─── INPUT ───
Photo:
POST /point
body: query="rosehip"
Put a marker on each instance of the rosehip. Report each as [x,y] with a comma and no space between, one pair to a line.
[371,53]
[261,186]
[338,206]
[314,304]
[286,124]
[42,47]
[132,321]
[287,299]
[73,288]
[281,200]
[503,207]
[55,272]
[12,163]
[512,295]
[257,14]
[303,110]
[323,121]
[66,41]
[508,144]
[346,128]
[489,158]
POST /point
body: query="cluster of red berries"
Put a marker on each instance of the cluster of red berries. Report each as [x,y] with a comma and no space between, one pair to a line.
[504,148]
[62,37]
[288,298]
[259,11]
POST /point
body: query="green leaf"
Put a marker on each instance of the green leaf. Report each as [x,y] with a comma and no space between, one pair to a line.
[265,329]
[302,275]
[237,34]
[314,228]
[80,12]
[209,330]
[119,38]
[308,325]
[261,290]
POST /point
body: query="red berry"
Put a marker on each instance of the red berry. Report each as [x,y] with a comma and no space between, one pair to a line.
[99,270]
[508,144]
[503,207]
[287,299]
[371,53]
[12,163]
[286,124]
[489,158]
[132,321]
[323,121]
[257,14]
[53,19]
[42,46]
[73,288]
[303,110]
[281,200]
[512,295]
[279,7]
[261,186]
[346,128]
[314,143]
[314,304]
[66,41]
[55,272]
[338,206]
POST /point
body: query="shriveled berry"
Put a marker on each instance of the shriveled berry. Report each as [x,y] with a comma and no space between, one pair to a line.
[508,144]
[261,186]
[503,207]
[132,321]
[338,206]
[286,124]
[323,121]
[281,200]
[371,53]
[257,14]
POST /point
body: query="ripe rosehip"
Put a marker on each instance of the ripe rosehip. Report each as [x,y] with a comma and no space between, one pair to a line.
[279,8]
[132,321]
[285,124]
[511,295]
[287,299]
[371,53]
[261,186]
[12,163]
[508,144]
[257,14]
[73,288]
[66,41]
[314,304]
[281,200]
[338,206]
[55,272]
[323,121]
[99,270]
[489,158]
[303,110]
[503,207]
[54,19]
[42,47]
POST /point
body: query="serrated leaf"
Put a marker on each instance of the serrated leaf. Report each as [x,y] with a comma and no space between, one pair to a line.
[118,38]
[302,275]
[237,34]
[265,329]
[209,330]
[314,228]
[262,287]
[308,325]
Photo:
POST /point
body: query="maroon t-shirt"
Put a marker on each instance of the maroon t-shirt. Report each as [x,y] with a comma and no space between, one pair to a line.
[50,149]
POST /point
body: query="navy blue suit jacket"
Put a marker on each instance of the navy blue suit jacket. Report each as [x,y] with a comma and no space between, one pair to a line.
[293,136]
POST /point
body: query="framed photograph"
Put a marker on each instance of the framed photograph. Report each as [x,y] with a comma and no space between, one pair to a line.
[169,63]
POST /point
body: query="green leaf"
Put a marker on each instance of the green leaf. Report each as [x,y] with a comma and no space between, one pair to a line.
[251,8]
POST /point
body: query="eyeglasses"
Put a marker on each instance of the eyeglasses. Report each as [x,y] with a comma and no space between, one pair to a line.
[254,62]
───
Line by line, return the whole listing without a single difference.

(PROBLEM SOLUTION):
Photo:
POST /point
body: query="rosehip"
Put a marker on each instance of the rosehip. Report each as [x,y] with a comma and no space between, one pair to a line.
[371,53]
[261,186]
[338,206]
[314,304]
[286,124]
[42,47]
[132,321]
[287,299]
[73,288]
[281,200]
[503,207]
[55,272]
[12,163]
[512,295]
[257,14]
[303,110]
[323,121]
[66,41]
[508,144]
[346,128]
[489,158]
POST /point
body: query="cluster of red berries"
Put a marker on each instance of the cluster of red berries. Report each as [x,y] with a comma and no space between, one pair to a line.
[504,148]
[62,37]
[288,298]
[259,11]
POST /point
body: query="green leaf"
Put a marker on each instance of the green leaf. Report each as [x,y] with a comma and no space between, one pair to a line.
[265,329]
[302,275]
[237,34]
[314,228]
[80,12]
[209,330]
[119,38]
[308,325]
[261,290]
POST /point
body: query="red berry"
Put a marker on each instance of the red berry. Report each as [x,y] with a comma and no space between, one pair to a line.
[99,270]
[508,144]
[503,207]
[287,299]
[371,53]
[12,163]
[286,124]
[489,158]
[132,321]
[323,121]
[257,14]
[53,19]
[42,46]
[73,288]
[303,110]
[281,200]
[512,295]
[279,7]
[261,186]
[346,128]
[314,143]
[314,304]
[66,41]
[55,272]
[338,206]
POST /point
body: query="shriveled berry"
Put a marker on each instance of the shriveled berry. Report each as [x,y] with a comma and no space between, one pair to a line.
[508,144]
[261,186]
[503,207]
[132,321]
[338,206]
[286,124]
[323,121]
[281,200]
[371,53]
[257,14]
POST /point
body: query="ripe rosehip"
Put a marker on each instance of the ripe rosehip. Report each as [x,y] with a comma and no space between, one pair to a line.
[279,8]
[132,321]
[285,124]
[511,295]
[287,299]
[371,53]
[261,186]
[12,163]
[508,144]
[257,14]
[73,288]
[66,41]
[314,304]
[281,200]
[338,206]
[55,272]
[323,121]
[99,270]
[489,158]
[303,110]
[503,207]
[54,19]
[42,47]
POST /point
body: query="serrated leaf"
Put a marker on each instance of the serrated leaf. Report each as [x,y] with a comma and no space between, one pair to a line.
[118,38]
[302,275]
[237,34]
[265,329]
[209,330]
[314,228]
[262,287]
[308,325]
Photo:
POST /point
body: query="maroon t-shirt"
Put a marker on each instance of the maroon t-shirt. Report each as [x,y] with a comma and no space between, one pair to a line.
[50,149]
POST /point
body: query="navy blue suit jacket"
Put a marker on each instance of the navy blue suit jacket. Report each as [x,y] with a comma and no space between, one pair to a line.
[293,136]
POST /point
body: query="framed photograph"
Put a marker on each instance of the framed photograph. Report each as [x,y] with a comma and no space between, one pair to a line.
[169,63]
POST /point
body: query="green leaf"
Put a marker on each instance of the green leaf. Report each as [x,y] with a comma and no space between, one pair to a line.
[251,8]
POST /point
body: query="eyeglasses"
Put a marker on each instance of the eyeglasses. Report each as [x,y] with a comma and no space between, one pair to a line.
[254,62]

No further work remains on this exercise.